- MATERIAL FOR THIS EXERCISE -
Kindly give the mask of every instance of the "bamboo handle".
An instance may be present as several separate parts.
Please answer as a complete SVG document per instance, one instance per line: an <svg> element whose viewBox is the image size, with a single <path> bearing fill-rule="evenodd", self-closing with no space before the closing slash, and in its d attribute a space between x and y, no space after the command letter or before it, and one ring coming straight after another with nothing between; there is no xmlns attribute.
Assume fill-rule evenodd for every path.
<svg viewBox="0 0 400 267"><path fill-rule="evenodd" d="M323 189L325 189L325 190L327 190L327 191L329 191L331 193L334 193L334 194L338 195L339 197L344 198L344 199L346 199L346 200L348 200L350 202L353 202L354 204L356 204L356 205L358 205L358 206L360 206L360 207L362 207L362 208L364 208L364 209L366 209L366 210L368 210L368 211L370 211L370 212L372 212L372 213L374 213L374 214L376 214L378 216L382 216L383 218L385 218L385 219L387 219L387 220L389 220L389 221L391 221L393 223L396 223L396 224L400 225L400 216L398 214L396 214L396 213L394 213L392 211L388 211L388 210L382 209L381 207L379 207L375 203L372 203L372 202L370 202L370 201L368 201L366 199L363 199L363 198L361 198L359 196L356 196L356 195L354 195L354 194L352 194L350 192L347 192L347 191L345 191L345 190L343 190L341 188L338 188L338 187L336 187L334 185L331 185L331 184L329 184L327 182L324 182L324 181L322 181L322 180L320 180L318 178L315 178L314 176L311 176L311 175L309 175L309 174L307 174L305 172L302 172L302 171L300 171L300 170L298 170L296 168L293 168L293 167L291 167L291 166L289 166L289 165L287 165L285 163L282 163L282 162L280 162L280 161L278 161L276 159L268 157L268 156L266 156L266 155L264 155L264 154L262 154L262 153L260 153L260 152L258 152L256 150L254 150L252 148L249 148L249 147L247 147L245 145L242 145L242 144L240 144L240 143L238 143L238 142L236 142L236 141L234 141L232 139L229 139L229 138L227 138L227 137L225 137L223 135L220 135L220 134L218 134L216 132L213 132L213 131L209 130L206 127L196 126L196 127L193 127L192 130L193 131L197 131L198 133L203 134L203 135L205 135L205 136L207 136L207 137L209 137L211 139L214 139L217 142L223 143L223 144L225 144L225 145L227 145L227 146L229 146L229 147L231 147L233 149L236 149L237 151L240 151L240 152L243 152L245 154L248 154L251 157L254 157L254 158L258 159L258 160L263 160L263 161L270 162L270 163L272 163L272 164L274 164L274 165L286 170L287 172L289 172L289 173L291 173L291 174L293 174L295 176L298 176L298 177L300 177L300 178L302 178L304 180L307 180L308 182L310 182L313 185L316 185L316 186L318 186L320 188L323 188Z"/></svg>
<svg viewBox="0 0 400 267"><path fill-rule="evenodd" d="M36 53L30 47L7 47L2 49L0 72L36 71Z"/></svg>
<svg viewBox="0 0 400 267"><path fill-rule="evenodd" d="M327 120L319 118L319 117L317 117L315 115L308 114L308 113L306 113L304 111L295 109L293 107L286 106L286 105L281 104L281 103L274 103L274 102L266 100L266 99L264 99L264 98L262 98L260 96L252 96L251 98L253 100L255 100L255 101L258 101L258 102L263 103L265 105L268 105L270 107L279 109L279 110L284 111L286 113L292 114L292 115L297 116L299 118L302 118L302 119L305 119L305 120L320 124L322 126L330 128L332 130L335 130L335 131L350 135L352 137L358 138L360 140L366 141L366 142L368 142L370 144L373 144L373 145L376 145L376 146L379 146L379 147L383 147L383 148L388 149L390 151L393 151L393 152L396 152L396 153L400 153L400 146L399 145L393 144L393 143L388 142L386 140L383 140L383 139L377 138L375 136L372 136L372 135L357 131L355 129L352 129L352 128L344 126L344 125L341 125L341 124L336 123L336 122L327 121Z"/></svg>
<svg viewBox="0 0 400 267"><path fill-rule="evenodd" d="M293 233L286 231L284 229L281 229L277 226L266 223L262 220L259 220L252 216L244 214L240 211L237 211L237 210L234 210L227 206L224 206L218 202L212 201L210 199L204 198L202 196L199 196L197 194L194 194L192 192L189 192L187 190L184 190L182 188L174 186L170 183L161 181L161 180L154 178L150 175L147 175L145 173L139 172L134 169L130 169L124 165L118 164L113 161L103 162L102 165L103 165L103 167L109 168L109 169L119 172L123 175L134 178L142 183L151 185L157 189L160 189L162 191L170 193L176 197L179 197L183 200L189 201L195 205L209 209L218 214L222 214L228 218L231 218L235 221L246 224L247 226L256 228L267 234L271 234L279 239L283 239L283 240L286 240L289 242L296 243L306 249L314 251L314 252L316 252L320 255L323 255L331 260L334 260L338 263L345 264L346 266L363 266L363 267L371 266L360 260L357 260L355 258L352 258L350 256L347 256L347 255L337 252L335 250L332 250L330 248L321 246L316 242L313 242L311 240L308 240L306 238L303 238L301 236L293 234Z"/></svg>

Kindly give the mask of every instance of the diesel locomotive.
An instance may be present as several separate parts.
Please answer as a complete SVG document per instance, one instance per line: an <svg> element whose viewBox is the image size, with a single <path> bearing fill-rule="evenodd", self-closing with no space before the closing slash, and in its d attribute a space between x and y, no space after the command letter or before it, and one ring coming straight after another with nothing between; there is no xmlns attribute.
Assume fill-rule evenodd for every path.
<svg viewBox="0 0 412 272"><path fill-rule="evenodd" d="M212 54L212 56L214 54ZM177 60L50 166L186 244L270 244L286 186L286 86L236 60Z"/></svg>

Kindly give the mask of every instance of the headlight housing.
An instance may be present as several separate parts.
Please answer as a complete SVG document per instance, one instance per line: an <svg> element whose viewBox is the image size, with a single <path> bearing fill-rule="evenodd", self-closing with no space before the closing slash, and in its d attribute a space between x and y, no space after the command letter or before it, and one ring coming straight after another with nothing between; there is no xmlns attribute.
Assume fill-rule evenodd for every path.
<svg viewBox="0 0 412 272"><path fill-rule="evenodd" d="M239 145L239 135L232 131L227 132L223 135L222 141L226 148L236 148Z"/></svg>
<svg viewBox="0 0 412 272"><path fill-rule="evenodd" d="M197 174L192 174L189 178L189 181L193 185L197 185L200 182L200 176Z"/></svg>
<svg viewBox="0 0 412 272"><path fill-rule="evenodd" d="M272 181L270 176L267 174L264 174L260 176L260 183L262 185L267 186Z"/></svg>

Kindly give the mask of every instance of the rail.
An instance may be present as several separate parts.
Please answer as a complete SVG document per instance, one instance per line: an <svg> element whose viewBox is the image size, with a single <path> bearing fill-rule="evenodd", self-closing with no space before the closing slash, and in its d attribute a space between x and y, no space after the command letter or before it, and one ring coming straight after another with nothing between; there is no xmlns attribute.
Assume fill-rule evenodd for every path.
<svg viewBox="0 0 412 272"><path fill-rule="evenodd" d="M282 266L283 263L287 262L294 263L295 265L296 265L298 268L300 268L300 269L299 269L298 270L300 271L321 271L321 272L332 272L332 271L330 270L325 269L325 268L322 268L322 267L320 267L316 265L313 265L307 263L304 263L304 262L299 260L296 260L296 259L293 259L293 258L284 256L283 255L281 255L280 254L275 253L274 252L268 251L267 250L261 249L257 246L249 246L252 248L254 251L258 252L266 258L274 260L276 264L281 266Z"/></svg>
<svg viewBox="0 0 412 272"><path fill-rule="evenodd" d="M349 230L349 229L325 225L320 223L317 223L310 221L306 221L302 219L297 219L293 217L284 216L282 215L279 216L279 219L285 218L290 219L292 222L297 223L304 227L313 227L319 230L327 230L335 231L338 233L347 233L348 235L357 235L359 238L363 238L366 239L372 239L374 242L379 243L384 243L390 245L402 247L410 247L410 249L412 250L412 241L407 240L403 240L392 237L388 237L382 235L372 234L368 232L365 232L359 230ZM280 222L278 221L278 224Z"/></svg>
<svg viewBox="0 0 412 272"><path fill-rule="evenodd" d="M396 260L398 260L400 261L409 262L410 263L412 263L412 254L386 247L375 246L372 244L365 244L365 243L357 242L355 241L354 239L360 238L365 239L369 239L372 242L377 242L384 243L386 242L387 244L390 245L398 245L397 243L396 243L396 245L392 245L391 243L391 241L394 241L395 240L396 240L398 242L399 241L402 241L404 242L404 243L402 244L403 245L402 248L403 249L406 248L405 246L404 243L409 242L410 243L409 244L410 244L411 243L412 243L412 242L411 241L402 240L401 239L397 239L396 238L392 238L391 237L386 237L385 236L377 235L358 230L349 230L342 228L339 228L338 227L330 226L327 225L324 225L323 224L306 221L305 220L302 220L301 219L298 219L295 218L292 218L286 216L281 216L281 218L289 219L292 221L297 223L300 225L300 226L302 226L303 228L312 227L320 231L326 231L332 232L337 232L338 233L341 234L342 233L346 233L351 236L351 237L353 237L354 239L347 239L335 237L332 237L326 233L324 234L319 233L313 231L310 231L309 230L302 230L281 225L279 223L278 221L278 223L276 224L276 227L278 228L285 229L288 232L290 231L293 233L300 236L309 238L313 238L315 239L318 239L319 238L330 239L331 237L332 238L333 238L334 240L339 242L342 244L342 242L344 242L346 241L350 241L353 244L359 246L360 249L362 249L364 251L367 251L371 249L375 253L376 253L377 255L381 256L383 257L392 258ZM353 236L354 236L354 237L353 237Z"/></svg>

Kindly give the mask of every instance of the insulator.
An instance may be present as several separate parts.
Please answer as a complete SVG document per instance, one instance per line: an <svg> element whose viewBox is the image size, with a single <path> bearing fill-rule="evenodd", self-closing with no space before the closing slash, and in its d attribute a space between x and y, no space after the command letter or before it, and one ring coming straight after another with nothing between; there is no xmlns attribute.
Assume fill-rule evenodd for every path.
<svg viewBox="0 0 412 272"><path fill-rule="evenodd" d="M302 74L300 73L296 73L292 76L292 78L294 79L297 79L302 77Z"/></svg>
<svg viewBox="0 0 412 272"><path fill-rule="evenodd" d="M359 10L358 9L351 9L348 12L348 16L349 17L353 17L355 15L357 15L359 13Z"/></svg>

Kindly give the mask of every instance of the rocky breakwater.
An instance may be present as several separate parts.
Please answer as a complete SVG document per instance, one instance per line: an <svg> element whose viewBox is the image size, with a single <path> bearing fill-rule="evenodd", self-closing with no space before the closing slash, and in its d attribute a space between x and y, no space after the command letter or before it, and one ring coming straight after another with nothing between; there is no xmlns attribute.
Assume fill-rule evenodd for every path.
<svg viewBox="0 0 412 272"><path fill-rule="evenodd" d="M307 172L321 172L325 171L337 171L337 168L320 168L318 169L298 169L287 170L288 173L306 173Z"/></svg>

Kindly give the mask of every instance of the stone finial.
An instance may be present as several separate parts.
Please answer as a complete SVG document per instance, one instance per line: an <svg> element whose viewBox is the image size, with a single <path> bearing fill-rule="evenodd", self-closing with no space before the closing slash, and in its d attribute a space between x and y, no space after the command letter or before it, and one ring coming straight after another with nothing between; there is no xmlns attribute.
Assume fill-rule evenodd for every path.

- INSTRUCTIONS FOR THE TASK -
Starting with the line that contains "Kindly give the mask of every instance of the rail." and continuing through the line that contains "230L349 229L325 225L320", arrange those lines of the records as a JSON list of strings, one string per line, with blank lines omitted. Include no other lines.

- THE COMPLETED TASK -
[
  "Kindly give the mask of every instance of the rail.",
  "An instance may be present as several separate parts.",
  "Please answer as a complete SVG document per instance, one instance per line: an <svg> element whose viewBox is the image size, with a single <path> bearing fill-rule=\"evenodd\", self-closing with no space before the closing slash, and in its d attribute a space between x and y, no space after the command letter or before it, and one ring coming straight after another with nothing between; there is no xmlns attribute.",
  "Assume fill-rule evenodd for every path.",
  "<svg viewBox=\"0 0 412 272\"><path fill-rule=\"evenodd\" d=\"M282 266L283 263L287 262L294 263L295 265L296 265L298 268L300 268L300 269L299 269L298 270L300 271L321 271L321 272L332 272L332 271L330 270L325 269L325 268L322 268L322 267L320 267L316 265L313 265L307 263L304 263L304 262L299 260L296 260L296 259L293 259L293 258L284 256L283 255L281 255L280 254L275 253L274 252L268 251L267 250L261 249L257 246L249 246L252 248L254 251L258 252L266 258L274 260L276 264L281 266Z\"/></svg>",
  "<svg viewBox=\"0 0 412 272\"><path fill-rule=\"evenodd\" d=\"M349 230L349 229L325 225L320 223L317 223L310 221L306 221L302 219L297 219L293 217L284 216L282 215L279 216L279 219L285 218L290 219L292 222L297 223L304 227L313 227L319 230L327 230L335 231L338 233L347 233L348 235L357 235L359 238L363 238L366 239L372 239L374 242L379 243L384 243L390 245L402 247L410 247L410 249L412 250L412 241L407 240L403 240L392 237L388 237L382 235L372 234L368 232L365 232L359 230ZM280 222L278 221L278 224Z\"/></svg>"
]